Difficult times: alternatives to redundancy

Sue Nickson of Hammonds LLP continues a series of articles on dealing with difficult times with a look at alternatives to redundancy where cuts in staff costs need to be made. Options such as recruiting temporary staff or agency staff, outsourcing, changing terms and conditions, and reducing bonuses are discussed.

Lay-off and short-time working

It may be appropriate to lay employees off, or put them on short-time working, where there is a seasonal or temporary reduction in work. Short-time working is defined in s.147(2)) of the Employment Rights Act 1996 (ERA), and is where an employee's pay for a week is less than half a week's pay because of a reduction in the amount of work provided. Some contracts of employment have a clause giving the employer the right to lay off employees or put them on short-time working. This means that the employer can ask its employees not to attend work as normal when no work is available, and not pay them, but not be in breach of contract as a result. The use of such clauses is limited to a certain extent because under s.148 of the ERA the employee has the right to leave and claim a redundancy payment if he or she is laid off or put on short-time working for a continuous period of four weeks or for six weeks in a 13-week period.

In the absence of a contractual right, or express agreement by employees, employers should not lay off employees or put them on short-time working or any other reduction in hours. To do so would amount to a fundamental breach of contract, resulting in possible constructive dismissal claims. The employer must instead negotiate an agreement with each affected employee, giving it the right to lay the employee off or put him or her on short-time working. Employers should also be aware that employees are entitled to a statutory guarantee payment for up to five days of lay-off (depending on the number of days normally worked under the contract of employment) in any three-month period. The daily amount is subject to a statutory cap, currently £20.40 per day.

========================

## SET PROBLEM 1
Answer these questions about the text on alternatives to redundancy:
(a) For how many continuous weeks of lay-off or short-time working can an employee leave and claim a redundancy payment?
(b) What would laying off employees without a contractual right or express agreement amount to?
(c) What is the current daily cap on the statutory guarantee payment?
## SET PROBLEM 2
Summarize the text on alternatives to redundancy in two sentences.
## SET PROBLEM 3
Please write the next part of the text on alternatives to redundancy, picking up after its last sentence.
The rows after this point are separate material, unrelated to the text on alternatives to redundancy.

[Data lines]
========================

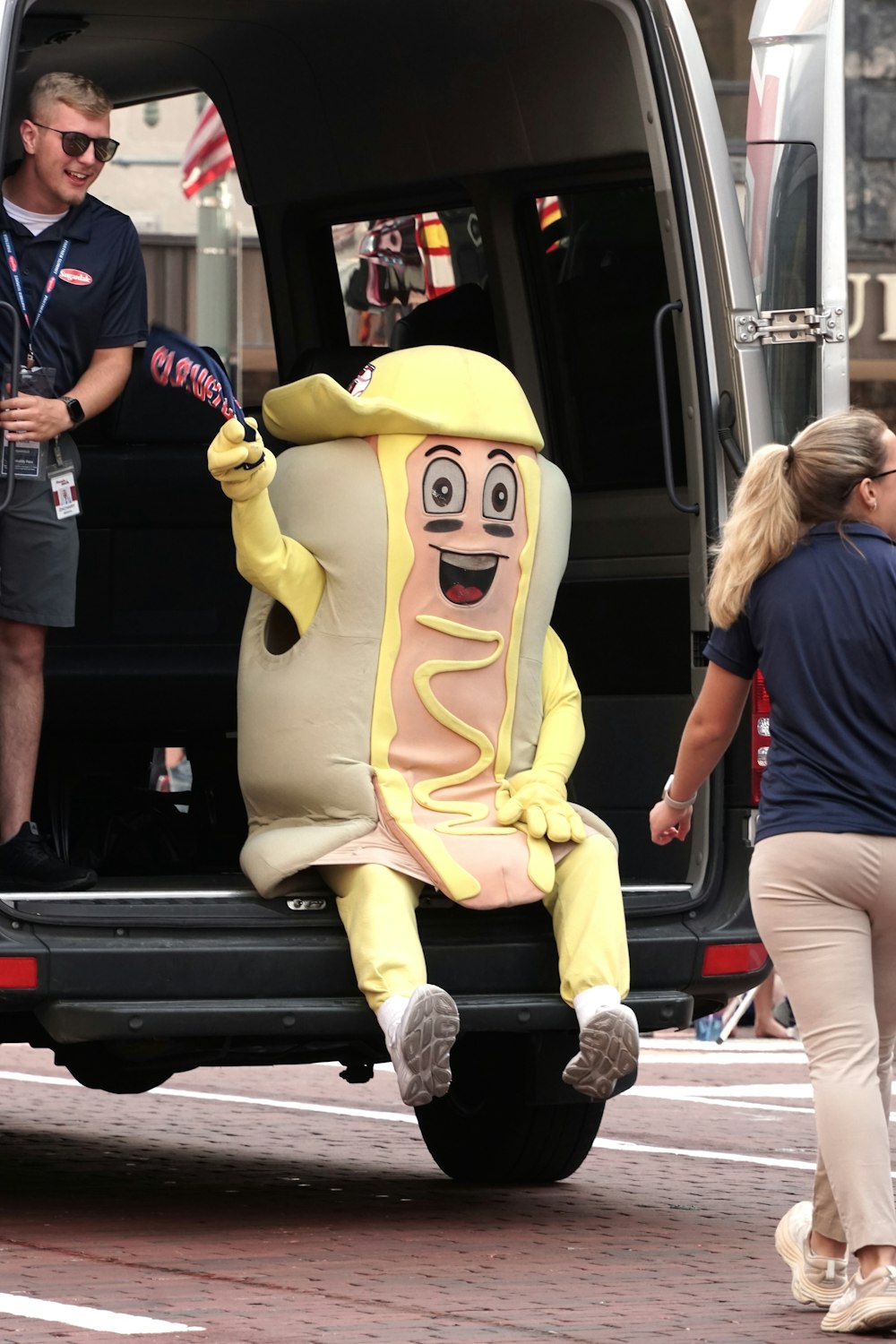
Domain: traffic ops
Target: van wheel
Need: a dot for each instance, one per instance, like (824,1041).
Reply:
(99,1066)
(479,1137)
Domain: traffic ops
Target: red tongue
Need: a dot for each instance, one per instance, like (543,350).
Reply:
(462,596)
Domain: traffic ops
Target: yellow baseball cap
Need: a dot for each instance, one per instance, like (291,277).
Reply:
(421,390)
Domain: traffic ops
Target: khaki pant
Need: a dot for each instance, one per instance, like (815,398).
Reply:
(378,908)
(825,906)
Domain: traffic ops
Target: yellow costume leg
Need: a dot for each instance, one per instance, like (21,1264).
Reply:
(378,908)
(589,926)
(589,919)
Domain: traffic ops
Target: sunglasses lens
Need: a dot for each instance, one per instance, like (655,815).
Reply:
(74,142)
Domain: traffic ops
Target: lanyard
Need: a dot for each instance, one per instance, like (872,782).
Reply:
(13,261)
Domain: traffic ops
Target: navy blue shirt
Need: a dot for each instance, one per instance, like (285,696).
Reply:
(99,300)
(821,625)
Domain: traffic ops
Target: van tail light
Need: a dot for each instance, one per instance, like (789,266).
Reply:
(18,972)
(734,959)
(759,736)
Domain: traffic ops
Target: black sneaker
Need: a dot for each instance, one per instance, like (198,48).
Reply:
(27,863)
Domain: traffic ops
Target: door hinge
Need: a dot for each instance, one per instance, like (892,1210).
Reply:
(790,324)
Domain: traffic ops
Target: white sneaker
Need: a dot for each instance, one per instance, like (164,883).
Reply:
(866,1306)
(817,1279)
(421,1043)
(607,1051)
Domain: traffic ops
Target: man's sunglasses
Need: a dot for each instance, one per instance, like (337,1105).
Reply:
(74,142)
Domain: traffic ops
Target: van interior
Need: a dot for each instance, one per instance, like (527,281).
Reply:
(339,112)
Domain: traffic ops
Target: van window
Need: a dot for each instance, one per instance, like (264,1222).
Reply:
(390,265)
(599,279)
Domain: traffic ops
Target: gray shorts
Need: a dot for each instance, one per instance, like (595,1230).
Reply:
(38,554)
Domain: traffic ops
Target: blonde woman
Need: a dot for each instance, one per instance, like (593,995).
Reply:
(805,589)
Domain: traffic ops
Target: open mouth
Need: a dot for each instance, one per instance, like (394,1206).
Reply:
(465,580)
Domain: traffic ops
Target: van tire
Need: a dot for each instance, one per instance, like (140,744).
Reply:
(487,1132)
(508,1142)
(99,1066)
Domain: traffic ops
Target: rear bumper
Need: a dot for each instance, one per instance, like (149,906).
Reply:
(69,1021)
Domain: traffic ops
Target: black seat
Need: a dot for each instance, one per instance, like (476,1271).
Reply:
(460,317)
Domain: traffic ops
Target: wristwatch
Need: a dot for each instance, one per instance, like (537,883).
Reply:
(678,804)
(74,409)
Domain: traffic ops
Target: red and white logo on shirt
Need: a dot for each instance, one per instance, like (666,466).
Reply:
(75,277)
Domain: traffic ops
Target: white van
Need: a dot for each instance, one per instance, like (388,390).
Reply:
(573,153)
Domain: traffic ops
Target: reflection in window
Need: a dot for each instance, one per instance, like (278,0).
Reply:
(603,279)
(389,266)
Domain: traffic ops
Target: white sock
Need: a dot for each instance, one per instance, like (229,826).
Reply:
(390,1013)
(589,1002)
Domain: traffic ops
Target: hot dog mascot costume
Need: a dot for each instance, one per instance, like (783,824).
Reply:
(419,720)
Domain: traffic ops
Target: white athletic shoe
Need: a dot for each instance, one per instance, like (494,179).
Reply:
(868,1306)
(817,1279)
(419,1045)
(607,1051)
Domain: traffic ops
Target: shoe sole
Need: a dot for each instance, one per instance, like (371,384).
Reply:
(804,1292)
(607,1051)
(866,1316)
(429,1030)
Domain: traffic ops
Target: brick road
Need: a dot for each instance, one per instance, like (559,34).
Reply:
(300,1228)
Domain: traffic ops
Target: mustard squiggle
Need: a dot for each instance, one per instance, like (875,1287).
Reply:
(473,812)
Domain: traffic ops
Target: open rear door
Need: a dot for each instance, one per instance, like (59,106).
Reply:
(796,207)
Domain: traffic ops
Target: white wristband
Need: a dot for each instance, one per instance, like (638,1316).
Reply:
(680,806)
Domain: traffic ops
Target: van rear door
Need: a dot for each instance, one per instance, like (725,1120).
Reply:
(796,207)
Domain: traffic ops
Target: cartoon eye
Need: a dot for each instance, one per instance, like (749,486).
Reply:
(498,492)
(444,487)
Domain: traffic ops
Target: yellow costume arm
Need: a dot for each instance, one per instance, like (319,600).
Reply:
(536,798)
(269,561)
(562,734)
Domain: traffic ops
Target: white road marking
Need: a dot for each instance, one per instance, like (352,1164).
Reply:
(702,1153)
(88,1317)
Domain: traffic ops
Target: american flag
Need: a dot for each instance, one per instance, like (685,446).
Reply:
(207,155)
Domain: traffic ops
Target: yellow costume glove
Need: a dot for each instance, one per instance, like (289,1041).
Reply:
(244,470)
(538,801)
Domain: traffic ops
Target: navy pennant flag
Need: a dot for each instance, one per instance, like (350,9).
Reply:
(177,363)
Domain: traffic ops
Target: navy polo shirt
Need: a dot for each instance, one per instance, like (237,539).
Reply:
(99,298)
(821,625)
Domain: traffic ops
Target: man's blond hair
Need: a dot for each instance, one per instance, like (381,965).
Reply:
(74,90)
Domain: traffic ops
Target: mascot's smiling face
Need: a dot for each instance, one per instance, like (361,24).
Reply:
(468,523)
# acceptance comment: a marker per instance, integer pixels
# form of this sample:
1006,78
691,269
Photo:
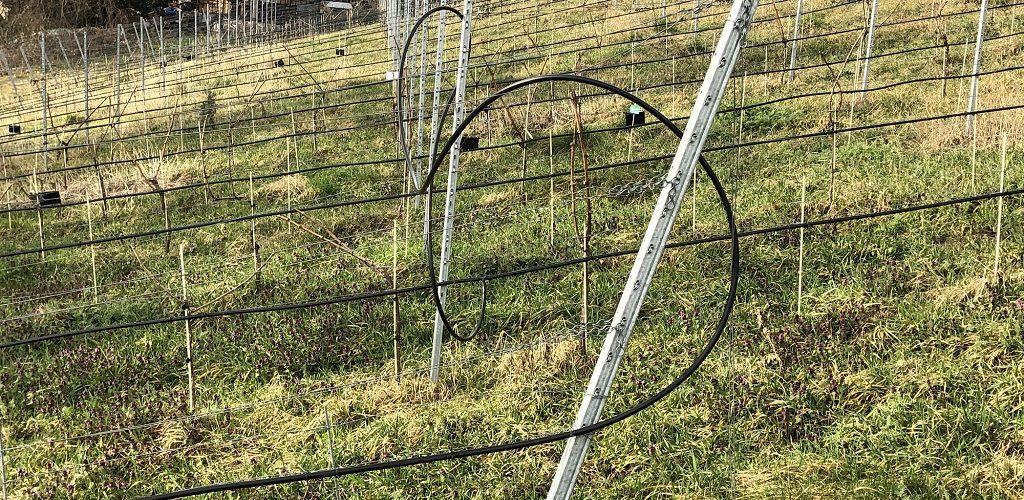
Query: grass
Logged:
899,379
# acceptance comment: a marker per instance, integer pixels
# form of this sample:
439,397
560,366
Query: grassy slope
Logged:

========================

## EXERCISE ANSWER 1
(a) Four weeks.
(b) A fundamental breach of contract, possibly leading to constructive dismissal claims.
(c) £20.40 per day.

## EXERCISE ANSWER 2
When work drops for a seasonal or temporary reason, employers may lay off employees or put them on short-time working if the contract allows it, though an employee who is laid off or on short-time working for four continuous weeks, or for six weeks in a 13-week period, can leave and claim a redundancy payment. Without a contractual right or express agreement, doing so would be a fundamental breach of contract, so the employer must negotiate an agreement with each affected employee, and employees are entitled to a statutory guarantee payment for up to five days of lay-off in any three-month period, currently capped at £20.40 per day.

## EXERCISE ANSWER 3
Annualised hours

Annualised hours contracts, where an employee agrees to work a number of hours over the year, can also be an effective way for employers to respond to fluctuations in demand. Such contracts not only offer flexibility for employers and employees but can also reduce overtime payments and maximise productivity and efficiency.

Recruiting temporary and fixed-term employees

Employers that are uncertain of their future staffing needs often recruit employees on a temporary and/or fixed-term basis, on the grounds that they believe that such employees can be easily dismissed at a later date, should demand for employees diminish. It is often felt that recruiting employees in this way increases flexibility in the workforce. However, employers should note that employees who are on contracts that are described as "temporary" or on contracts for a fixed term have all the usual employment protection rights. Employees who are employed on fixed-term contracts also have specific rights and protection against discrimination conferred on them by the Fixed-term Employees (Prevention of Less Favourable Treatment) Regulations 2002 (SI 2002/2034). (See Temporary workers in the XpertHR employment law reference manual for more details on temporary workers' rights.) Temporary and fixed-term employees can be recruited to cover busy periods or carry out specific roles, but employers must be aware of their employment rights.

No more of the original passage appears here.